■ What you will do ■
a) In the sauna article, reproduce the text between "The Link Between" and "other scientific results.", inclusive, but swap "Researchers" for "Scientists".
b) According to the sauna article, how often and for how long did the participants with the best results use the sauna?
c) Carry on the sauna article from the point where it ends.

■ Supplied passage ■
Using saunas regularly can be very relaxing. But did you know there are also many therapeutic benefits from using saunas? You probably know that some cultures have used saunas as therapy for thousands of years, and there are good reasons for that.
One of the benefits of sauna use is fewer fatal heart problems. According to the CDC, 1 in every 4 deaths each year is because of heart disease. It’s the leading cause of death for both men and women, so it’s great news that saunas may help reduce the risks.
Heart disease has 3 main risk factors:
- High blood pressure
- High cholesterol
Approximately half of Americans have at least one of those risk factors. Other conditions and lifestyle choices may put you at a higher risk for heart disease. This includes:
- Being overweight and obesity
- Poor diet
- Physical inactivity
- Excessive alcohol use
However, according to studies, you can minimize your risk of heart disease by heading over to your local sauna.
The Link Between Saunas and Heart Disease
What is the connection between saunas and heart disease? Researchers found that people who took frequent sauna baths had a lower risk of fatal heart disease. This includes heart attacks and strokes. Participants who used the sauna 4 to 7 times per week for at least 45 minutes each session got the best results.
These results line up with other scientific results.
Finnish researchers found that sauna use is associated with lower mortality rates in general. Spending time in a sauna lowers blood pressure so it’s good for the blood vessels, too. Scientists also proved that it’s beneficial to people with heart disease risk factors (like high blood pressure, high cholesterol, and diabetes).

■ Listed entries ■
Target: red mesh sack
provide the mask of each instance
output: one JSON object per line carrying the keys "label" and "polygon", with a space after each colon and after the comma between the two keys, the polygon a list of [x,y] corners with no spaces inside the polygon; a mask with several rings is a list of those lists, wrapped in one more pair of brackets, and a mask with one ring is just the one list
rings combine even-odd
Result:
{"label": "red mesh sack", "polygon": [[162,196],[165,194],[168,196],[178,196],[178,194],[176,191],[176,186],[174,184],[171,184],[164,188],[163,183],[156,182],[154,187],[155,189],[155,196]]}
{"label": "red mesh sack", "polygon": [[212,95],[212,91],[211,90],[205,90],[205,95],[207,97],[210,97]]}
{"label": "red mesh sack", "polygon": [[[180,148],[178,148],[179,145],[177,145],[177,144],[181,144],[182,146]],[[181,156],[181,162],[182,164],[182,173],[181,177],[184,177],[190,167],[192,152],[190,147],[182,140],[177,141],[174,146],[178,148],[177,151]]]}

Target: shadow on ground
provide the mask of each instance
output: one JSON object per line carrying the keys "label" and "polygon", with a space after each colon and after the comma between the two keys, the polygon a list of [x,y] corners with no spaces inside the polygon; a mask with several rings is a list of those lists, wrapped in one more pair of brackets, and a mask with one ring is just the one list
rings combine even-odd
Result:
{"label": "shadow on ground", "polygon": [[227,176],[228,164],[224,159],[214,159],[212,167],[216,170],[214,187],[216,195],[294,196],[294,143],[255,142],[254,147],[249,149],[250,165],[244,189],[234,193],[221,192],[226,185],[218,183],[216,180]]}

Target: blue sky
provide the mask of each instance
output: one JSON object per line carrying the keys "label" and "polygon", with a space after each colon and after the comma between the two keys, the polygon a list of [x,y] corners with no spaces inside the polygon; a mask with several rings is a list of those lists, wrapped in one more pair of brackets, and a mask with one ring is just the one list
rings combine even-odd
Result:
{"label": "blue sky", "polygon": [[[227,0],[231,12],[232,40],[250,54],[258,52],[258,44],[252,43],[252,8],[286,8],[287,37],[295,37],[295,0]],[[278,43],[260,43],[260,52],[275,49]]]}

■ Responses in order ■
a)
The Link Between Saunas and Heart Disease
What is the connection between saunas and heart disease? Scientists found that people who took frequent sauna baths had a lower risk of fatal heart disease. This includes heart attacks and strokes. Participants who used the sauna 4 to 7 times per week for at least 45 minutes each session got the best results.
These results line up with other scientific results.

b) They used the sauna 4 to 7 times per week for at least 45 minutes each session.

c)
What about the Warnings?
The research into saunas and heart attacks is encouraging. However, you may see warning signs when you visit a sauna, saying that people with heart conditions should avoid going in.
You should speak with your doctor first if you’ve had a recent heart attack or another heart condition. As the research stated above, saunas are generally safe for people with heart problems. But double-checking with your medical provider can’t hurt.
Additionally, you should make sure not to overdo it. Don’t spend too much time in a sauna all at once. Take care to stay hydrated, and never drink alcohol before sauna use.
Where to Start?
Unfortunately, Americans may have trouble finding a sauna near them. Saunas are not necessarily as commonplace as they are in European countries. Your best bet is to head to your local spa or gym. Alternatively, you can always shoulder the expense to have one installed at home.